いや、今まで使っていたのは真の力の片鱗でしかない
完全に覚醒した主人公は作中でも最強クラスの存在となる予定だ
隨分先の話だが
主人公の覚醒イベントか、定番だな
何巻くらいでやる予定なんだ?
100巻
100巻!?
まじで言ってんのかこの人
ラノベで100巻とか途方もない數字だ
ちなみに先輩、何巻まで続けるつもりなの?
250巻までは構想が出來ている
完結まであと60年ぐらいかかるな
初期から追ってる読者がだいぶ死ぬぞ
俺も頑張って長生きしないと
最終巻をまごにプレゼントしたいと思っているんだ
そりゃあ、壯大な夢だな
ありがとう、君のおかげだ
どういう意味?

# # # # #

▶ 課題
抜粋の「いや、今まで使っていたのは真の力の片鱗でしかない」から「ちなみに先輩、何巻まで続けるつもりなの?」までを、「主人公」を「ヒーロー」に改めて書き直してください。「ちなみに先輩、何巻まで続けるつもりなの?」の部分も含めます。

# # # # #

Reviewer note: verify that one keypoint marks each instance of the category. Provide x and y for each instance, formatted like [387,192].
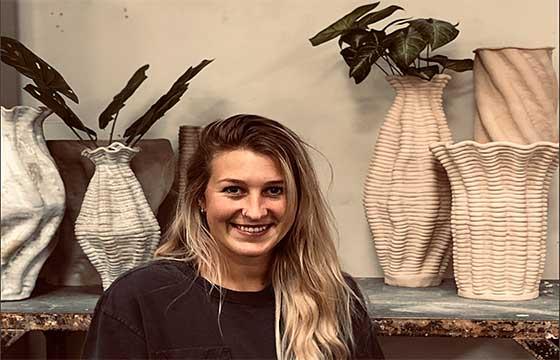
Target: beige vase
[407,199]
[188,142]
[516,95]
[116,227]
[499,215]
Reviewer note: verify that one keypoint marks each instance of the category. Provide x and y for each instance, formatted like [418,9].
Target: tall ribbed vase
[32,200]
[116,227]
[499,215]
[407,198]
[516,94]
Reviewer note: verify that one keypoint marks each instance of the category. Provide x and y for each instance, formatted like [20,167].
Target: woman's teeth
[252,229]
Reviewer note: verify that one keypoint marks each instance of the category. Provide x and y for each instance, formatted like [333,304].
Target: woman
[249,268]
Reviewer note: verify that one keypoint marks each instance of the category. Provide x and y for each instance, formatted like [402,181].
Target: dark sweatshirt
[162,310]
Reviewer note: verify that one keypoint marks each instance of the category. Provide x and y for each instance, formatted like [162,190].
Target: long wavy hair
[314,304]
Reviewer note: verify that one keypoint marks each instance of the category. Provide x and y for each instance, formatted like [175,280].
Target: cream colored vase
[116,227]
[499,215]
[32,200]
[407,198]
[516,94]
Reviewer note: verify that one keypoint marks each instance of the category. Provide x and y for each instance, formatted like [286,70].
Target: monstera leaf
[378,16]
[15,54]
[164,103]
[405,45]
[56,103]
[109,114]
[343,24]
[436,32]
[455,65]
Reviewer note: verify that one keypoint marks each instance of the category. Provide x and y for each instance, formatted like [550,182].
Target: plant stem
[386,73]
[113,127]
[80,140]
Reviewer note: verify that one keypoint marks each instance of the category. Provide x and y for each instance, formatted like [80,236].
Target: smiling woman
[249,268]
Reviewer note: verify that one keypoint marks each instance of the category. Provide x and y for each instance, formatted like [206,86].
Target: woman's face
[245,204]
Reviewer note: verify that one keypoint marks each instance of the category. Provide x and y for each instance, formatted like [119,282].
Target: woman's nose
[255,207]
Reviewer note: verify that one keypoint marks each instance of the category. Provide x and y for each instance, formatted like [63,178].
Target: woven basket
[499,215]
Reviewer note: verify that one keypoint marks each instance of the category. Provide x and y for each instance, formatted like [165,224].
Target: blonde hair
[314,304]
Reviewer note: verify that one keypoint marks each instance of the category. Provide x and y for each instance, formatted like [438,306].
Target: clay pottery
[407,198]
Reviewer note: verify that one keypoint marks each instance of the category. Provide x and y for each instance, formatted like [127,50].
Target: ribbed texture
[499,215]
[33,200]
[406,193]
[188,141]
[516,95]
[116,227]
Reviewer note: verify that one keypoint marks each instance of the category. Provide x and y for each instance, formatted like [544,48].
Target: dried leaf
[15,54]
[119,100]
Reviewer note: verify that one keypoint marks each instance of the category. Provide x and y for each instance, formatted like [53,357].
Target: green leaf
[341,25]
[455,65]
[361,59]
[436,32]
[118,102]
[405,45]
[15,54]
[426,72]
[135,131]
[56,103]
[378,16]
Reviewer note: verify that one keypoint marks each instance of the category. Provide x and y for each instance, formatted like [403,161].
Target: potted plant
[407,199]
[116,228]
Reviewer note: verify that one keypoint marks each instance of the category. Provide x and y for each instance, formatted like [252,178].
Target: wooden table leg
[541,349]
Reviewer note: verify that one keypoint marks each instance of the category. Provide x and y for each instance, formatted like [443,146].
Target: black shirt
[162,310]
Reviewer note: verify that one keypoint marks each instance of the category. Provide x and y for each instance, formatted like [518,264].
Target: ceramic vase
[188,142]
[516,95]
[407,198]
[116,228]
[499,215]
[68,265]
[32,200]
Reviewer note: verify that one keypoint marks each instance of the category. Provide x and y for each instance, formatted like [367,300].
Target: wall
[265,64]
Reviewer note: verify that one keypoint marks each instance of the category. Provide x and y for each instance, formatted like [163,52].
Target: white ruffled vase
[406,197]
[116,227]
[33,200]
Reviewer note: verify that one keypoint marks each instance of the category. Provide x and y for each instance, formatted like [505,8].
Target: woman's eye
[275,190]
[232,190]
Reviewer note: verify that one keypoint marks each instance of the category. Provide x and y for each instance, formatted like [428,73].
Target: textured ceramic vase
[68,265]
[516,95]
[407,198]
[188,142]
[116,227]
[32,200]
[499,215]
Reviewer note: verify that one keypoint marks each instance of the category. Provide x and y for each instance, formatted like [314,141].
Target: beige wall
[265,65]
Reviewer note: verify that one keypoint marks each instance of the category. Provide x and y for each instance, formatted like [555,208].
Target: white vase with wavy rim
[516,95]
[32,200]
[116,227]
[499,215]
[407,199]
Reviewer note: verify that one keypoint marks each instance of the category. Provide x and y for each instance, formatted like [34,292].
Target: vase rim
[514,47]
[114,147]
[436,76]
[36,109]
[449,145]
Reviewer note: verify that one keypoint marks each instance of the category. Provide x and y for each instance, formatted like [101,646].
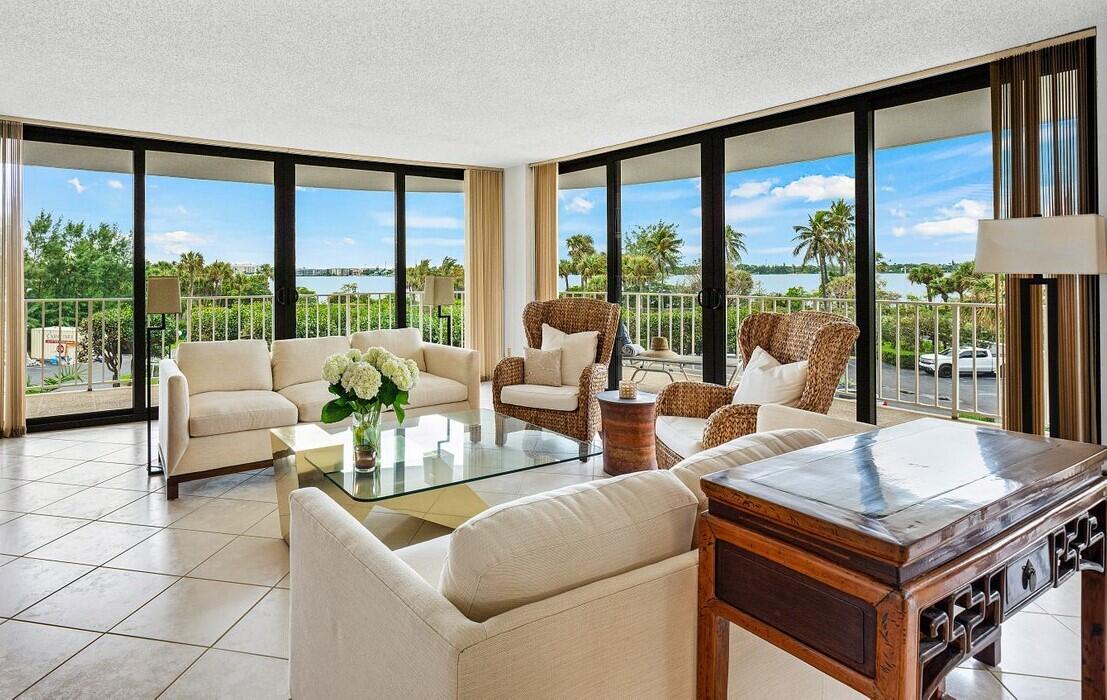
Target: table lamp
[438,291]
[1041,245]
[163,296]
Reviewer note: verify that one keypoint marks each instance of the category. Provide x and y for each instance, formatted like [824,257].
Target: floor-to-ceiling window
[434,222]
[789,224]
[939,338]
[79,284]
[345,233]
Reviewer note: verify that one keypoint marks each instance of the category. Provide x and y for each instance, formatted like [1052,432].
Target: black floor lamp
[163,296]
[438,291]
[1040,246]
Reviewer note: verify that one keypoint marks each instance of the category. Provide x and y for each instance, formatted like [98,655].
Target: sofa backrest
[225,366]
[403,342]
[299,360]
[542,545]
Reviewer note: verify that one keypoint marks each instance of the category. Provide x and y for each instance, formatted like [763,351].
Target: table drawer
[1026,574]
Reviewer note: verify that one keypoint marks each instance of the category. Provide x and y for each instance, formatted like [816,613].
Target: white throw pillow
[742,451]
[578,351]
[764,380]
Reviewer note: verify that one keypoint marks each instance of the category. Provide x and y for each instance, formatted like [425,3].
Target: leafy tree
[816,242]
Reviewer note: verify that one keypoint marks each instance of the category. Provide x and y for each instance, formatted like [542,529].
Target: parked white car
[942,364]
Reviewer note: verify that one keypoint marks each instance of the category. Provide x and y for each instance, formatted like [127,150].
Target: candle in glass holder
[628,389]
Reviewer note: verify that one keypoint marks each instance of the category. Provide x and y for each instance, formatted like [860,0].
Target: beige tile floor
[107,590]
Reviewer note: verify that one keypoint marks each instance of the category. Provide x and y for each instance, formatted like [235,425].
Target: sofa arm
[172,414]
[461,364]
[773,417]
[730,422]
[354,601]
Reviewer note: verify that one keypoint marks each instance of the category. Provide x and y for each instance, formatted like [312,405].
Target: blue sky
[234,222]
[929,197]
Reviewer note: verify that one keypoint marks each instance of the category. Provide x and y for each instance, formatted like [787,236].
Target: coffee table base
[448,506]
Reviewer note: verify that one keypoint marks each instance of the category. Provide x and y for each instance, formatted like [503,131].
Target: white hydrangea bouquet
[363,383]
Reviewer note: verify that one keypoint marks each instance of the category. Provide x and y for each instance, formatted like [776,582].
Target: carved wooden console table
[887,558]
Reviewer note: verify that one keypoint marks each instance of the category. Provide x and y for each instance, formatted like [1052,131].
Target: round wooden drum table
[628,432]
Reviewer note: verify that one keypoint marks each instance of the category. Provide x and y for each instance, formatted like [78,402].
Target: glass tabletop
[443,450]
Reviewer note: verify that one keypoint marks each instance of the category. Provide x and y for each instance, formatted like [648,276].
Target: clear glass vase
[366,439]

# # # # #

▶ 回答
いや、今まで使っていたのは真の力の片鱗でしかない
完全に覚醒したヒーローは作中でも最強クラスの存在となる予定だ
隨分先の話だが
ヒーローの覚醒イベントか、定番だな
何巻くらいでやる予定なんだ?
100巻
100巻!?
まじで言ってんのかこの人
ラノベで100巻とか途方もない數字だ
ちなみに先輩、何巻まで続けるつもりなの?